(Object point labels)

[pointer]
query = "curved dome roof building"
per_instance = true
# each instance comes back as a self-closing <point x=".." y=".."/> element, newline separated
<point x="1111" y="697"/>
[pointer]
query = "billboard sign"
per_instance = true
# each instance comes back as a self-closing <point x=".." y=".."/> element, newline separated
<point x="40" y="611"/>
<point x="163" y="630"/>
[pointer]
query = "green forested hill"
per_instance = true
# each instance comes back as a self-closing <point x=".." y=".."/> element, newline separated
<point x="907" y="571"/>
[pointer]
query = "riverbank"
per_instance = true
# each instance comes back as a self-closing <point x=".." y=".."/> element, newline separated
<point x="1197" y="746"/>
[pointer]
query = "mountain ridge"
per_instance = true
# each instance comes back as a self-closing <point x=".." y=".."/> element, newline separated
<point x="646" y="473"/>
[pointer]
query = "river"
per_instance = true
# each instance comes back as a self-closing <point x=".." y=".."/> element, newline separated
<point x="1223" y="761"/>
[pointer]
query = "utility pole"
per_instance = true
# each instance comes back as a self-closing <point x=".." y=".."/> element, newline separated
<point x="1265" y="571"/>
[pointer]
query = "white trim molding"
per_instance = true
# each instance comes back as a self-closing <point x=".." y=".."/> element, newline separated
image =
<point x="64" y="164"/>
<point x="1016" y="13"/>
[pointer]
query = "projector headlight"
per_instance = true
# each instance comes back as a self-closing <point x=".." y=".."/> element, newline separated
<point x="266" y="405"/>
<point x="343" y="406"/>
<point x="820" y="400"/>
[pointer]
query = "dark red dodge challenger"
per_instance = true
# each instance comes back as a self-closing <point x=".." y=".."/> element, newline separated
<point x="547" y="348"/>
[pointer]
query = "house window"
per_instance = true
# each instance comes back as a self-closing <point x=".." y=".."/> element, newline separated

■ **What you should do**
Transcribe the data above in full, exactly.

■ **Task answer**
[pointer]
query = "curved dome roof building"
per_instance = true
# each instance comes back as a self-closing <point x=".." y=".."/> element, newline separated
<point x="1111" y="697"/>
[pointer]
query = "billboard sign"
per_instance = true
# each instance comes back as a self-closing <point x=".." y=".."/> element, newline separated
<point x="40" y="611"/>
<point x="163" y="630"/>
[pointer]
query = "green forested hill"
per_instance = true
# each instance comes back as a self-closing <point x=".." y=".."/> element, newline separated
<point x="907" y="571"/>
[pointer]
query = "riverbank"
per_instance = true
# each instance comes back as a self-closing <point x=".." y=".."/> element, newline separated
<point x="1197" y="746"/>
[pointer]
query = "mountain ridge"
per_instance = true
# each instance comes back as a self-closing <point x=".." y=".."/> element, newline separated
<point x="646" y="473"/>
[pointer]
query = "river"
per_instance = true
# each instance comes back as a self-closing <point x=".." y=".."/> element, newline separated
<point x="1223" y="761"/>
[pointer]
query = "utility pole"
per_instance = true
# each instance comes back as a self-closing <point x=".." y=".."/> element, newline separated
<point x="1265" y="571"/>
[pointer]
query = "white trim molding"
per_instance = true
# each instance comes back as a self-closing <point x=".." y=".."/> element, newline separated
image =
<point x="64" y="164"/>
<point x="1016" y="13"/>
[pointer]
query = "projector headlight"
per_instance = true
# each instance comes back as a self-closing <point x=".." y=".."/> element, newline separated
<point x="266" y="405"/>
<point x="343" y="406"/>
<point x="820" y="400"/>
[pointer]
query = "dark red dodge challenger"
per_instance = true
# each instance comes back as a self-closing <point x=".." y=".."/> element, newline separated
<point x="547" y="348"/>
[pointer]
query = "house window"
per_instance = true
# each instance comes back as a self-closing <point x=".." y=".."/> element, newline separated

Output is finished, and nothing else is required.